Copy all of the items below, changing each "Solution" to "Answer" and keeping everything else the same. Leave out the pictures.
-- begin --
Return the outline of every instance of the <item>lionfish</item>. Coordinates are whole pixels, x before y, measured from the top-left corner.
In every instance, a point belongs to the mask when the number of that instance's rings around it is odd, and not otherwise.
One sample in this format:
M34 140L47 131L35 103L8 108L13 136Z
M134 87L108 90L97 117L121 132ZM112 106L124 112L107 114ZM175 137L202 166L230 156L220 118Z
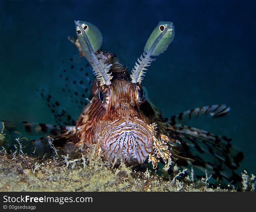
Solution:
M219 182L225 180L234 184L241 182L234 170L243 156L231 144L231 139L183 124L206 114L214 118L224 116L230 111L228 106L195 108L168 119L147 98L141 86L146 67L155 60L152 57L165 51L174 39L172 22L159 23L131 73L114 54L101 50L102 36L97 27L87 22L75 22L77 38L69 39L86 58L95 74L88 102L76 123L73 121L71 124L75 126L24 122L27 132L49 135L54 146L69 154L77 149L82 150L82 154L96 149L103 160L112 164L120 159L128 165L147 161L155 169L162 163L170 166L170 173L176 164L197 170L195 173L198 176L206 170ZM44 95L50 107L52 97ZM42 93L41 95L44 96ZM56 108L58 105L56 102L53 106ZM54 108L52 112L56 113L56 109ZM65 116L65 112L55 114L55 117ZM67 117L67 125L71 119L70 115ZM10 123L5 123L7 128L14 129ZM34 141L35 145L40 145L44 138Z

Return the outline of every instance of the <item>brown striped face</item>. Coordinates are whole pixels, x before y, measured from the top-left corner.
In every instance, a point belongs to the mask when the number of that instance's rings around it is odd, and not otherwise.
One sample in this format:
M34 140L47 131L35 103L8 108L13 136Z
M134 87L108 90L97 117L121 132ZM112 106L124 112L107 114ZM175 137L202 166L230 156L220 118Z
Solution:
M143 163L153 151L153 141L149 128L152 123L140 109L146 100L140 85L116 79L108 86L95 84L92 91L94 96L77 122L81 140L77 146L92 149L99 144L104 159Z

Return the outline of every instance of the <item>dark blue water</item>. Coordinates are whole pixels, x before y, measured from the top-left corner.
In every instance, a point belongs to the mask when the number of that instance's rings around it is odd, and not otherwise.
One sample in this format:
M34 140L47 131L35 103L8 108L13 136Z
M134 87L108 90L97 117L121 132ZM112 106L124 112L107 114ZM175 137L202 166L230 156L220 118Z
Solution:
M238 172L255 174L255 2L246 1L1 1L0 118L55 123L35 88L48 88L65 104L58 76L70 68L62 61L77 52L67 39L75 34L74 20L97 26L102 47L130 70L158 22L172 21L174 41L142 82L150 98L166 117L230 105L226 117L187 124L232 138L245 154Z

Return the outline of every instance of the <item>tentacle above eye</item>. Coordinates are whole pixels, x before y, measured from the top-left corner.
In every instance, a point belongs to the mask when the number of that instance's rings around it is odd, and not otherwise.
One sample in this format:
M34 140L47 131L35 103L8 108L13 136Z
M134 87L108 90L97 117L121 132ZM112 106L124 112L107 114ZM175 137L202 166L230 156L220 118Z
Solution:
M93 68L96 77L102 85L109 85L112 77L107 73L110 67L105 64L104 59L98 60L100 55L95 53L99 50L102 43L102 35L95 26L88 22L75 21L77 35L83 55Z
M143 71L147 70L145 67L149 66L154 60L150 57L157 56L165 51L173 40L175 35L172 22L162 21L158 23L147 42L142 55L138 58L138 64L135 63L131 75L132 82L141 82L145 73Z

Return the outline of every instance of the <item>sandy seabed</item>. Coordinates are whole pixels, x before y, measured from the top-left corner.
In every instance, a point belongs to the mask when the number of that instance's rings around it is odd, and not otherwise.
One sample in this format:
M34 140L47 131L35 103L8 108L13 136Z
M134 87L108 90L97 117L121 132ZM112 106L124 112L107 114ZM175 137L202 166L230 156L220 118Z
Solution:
-- end --
[Full output]:
Return the outline of every instance of the <item>lionfish</item>. Coordinates are whole pixels, x before y, measured from the top-left corner.
In every instance, a point belongs to the mask when the number of that instance's rings around it is odd, and not otherwise.
One sample in this format:
M34 140L47 131L35 103L8 108L13 136Z
M134 87L108 90L97 117L121 132ZM112 106L124 112L107 114ZM175 137L202 166L230 156L220 118Z
Answer:
M219 182L225 180L234 184L241 182L234 170L243 156L231 144L231 139L183 124L206 114L214 118L224 116L230 111L228 106L195 108L168 119L147 98L141 86L146 67L155 60L152 57L165 51L174 39L172 22L159 23L131 73L114 54L101 50L102 36L97 27L87 22L75 22L77 38L69 39L86 58L95 74L88 102L76 123L73 121L71 124L75 126L24 122L27 132L49 135L54 146L69 154L77 149L82 150L82 154L96 149L103 160L112 164L120 159L128 165L147 161L155 169L162 163L170 166L170 173L176 164L197 170L195 173L198 176L206 170ZM44 95L50 107L52 97ZM42 93L41 95L44 96ZM56 108L58 105L56 102L53 106ZM54 108L52 112L56 113L56 109ZM65 116L65 112L55 114L55 117ZM67 117L67 125L71 119L70 115ZM10 123L5 123L7 128L14 129ZM34 141L35 145L40 145L44 138Z

Return the outline of every instance of the <item>brown striped face</item>. Coordinates are whole pixels, x before y, measured from the top-left corner.
In every instance, a point belongs to the mask when the number of that instance's rings around it is odd, and not otherwise.
One sample in this format:
M34 140L47 131L35 103L8 108L13 136Z
M134 87L108 90L97 117L121 132ZM112 106L124 112L107 114ZM175 137L202 166L230 156L220 118Z
Answer:
M143 163L153 151L153 141L149 128L152 123L140 109L146 100L140 85L116 79L108 86L95 84L92 91L94 96L77 122L81 140L77 146L92 149L99 144L104 159Z

Return the outline of every instance of the <item>dark blue water</item>. Coordinates are whole pixels, x before y, measured from the top-left corner.
In every instance, a point belongs to the mask when the number of that instance's rings around it is odd, and not otherwise.
One sample in this format:
M34 140L47 131L35 103L8 108L13 136Z
M134 87L108 90L97 117L121 132ZM112 106L124 112L107 114ZM175 137L202 166L230 156L220 118Z
Answer:
M238 172L255 174L255 2L246 1L1 1L0 118L55 123L35 88L48 88L65 104L58 76L70 68L62 61L77 52L67 39L75 34L74 20L97 26L102 47L130 70L158 22L172 21L174 41L142 82L150 98L166 117L230 105L226 117L187 124L232 138L245 154Z

Return the outline of every instance of the <item>tentacle above eye</item>. Coordinates are whole pixels, x before y, measured from the top-left corner.
In every instance, a point belongs to the mask when the number of that instance's rings around it is odd, and not otherwise.
One sample in this format:
M34 140L47 131L35 103L8 108L13 136Z
M134 87L108 90L97 117L121 132ZM112 106L124 112L107 114ZM175 137L202 166L230 156L220 118Z
Answer:
M93 68L96 77L102 85L109 85L112 77L107 73L110 67L105 64L104 59L98 60L100 55L95 53L99 50L102 43L102 35L95 26L88 22L75 21L77 35L83 55Z
M143 71L147 70L145 67L149 66L154 60L150 57L157 56L165 51L173 40L175 35L172 22L162 21L158 23L147 42L142 55L138 58L138 64L135 63L131 75L132 82L141 82L145 73Z

Return the outline of every instance of the <item>sandy seabed</item>. Coordinates are whole pixels, x before y, measured from the top-left corner.
In every instance, a point belongs to the mask when the number of that instance's rings around it is odd, and not otherwise.
One sample in this format:
M34 140L47 131L35 103L8 108L13 136Z
M134 87L108 90L97 117L121 132ZM112 106L124 112L107 114ZM175 137L202 166L230 156L220 118Z
Answer:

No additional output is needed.